— start Provided information —
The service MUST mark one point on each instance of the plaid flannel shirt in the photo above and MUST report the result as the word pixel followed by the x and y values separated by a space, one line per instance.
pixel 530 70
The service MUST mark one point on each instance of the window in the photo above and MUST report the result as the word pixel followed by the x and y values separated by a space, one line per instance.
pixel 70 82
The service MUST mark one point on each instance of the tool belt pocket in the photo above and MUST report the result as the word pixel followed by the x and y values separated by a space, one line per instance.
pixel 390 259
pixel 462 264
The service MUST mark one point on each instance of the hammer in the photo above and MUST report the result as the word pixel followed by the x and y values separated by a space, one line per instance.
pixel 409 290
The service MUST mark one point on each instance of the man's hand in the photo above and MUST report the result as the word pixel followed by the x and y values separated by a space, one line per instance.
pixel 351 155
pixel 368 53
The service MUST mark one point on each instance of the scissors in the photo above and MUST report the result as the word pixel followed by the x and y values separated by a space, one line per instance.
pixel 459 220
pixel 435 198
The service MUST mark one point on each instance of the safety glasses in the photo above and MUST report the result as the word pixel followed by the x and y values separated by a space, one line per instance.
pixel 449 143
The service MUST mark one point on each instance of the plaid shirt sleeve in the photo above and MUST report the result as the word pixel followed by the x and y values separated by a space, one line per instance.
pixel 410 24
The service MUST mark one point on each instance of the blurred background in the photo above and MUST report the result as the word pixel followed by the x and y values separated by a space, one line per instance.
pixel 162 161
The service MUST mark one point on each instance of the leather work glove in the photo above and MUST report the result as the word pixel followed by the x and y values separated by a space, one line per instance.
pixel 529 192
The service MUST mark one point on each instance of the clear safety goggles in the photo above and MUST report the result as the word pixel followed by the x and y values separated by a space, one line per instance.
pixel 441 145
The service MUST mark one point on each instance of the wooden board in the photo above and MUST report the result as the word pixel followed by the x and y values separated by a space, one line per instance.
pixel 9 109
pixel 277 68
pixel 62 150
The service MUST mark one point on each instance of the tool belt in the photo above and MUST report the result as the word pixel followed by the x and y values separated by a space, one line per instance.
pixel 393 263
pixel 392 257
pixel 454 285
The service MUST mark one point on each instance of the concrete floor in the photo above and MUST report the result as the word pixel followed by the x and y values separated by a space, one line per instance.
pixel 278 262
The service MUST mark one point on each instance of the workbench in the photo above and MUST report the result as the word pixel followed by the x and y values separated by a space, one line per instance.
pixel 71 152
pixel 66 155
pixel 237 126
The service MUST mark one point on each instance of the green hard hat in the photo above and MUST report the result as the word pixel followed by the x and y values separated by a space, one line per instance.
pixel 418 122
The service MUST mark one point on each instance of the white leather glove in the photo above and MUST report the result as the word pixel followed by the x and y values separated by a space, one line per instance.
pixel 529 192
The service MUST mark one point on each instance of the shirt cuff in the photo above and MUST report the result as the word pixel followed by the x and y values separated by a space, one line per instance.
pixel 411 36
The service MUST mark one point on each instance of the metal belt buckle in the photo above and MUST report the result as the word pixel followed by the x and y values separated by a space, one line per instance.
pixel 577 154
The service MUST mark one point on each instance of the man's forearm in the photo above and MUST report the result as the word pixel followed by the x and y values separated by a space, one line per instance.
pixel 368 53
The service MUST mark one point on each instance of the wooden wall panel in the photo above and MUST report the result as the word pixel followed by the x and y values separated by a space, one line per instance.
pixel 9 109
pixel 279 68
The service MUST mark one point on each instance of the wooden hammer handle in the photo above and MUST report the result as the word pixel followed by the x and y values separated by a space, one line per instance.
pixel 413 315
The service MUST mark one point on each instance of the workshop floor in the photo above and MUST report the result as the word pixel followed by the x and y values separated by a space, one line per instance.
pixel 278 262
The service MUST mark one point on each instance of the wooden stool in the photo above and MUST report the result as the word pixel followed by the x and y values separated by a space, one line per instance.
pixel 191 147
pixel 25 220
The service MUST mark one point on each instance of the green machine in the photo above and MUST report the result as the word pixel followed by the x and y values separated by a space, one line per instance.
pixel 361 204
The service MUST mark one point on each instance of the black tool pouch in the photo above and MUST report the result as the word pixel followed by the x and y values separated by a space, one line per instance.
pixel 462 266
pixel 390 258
— end Provided information —
◆ **What the task asks**:
Copy word for word every line from the one holding "the wooden wall" through the end of the records, keeping both the first and last lines.

◆ **The reply**:
The service MUST mark one point on each instance of the wooden wall panel in the photo above and MUST report the result as the word pixel followed by the x and y values separated by a space, one line per instance.
pixel 9 109
pixel 279 68
The service MUST mark one point on each instance of the wooden hammer handle in the photo above and MUST report the result as the word pixel followed by the x and y values separated by a space, one line per instance.
pixel 413 315
The service MUST mark one point on each instance of the workshop floor in the photo above and MUST report the result as the word pixel followed by the x and y values separated by a space, one line per instance.
pixel 278 262
The service MUST mark one point on each instance of the wooden stool in the photo above and MUST report the result as the word pixel followed by the x and y values separated by a space, one line per instance.
pixel 191 147
pixel 25 220
The service MUST mark one point on each instance of the green machine in the photo above and MUST report the result as the word pixel followed by the x and y values separated by a space, one line per instance.
pixel 361 204
The service MUST mark one point on each instance of the black tool pouch in the photo above and MUST report the result as the word pixel followed by the x and y values separated by a space, one line per instance.
pixel 462 266
pixel 390 258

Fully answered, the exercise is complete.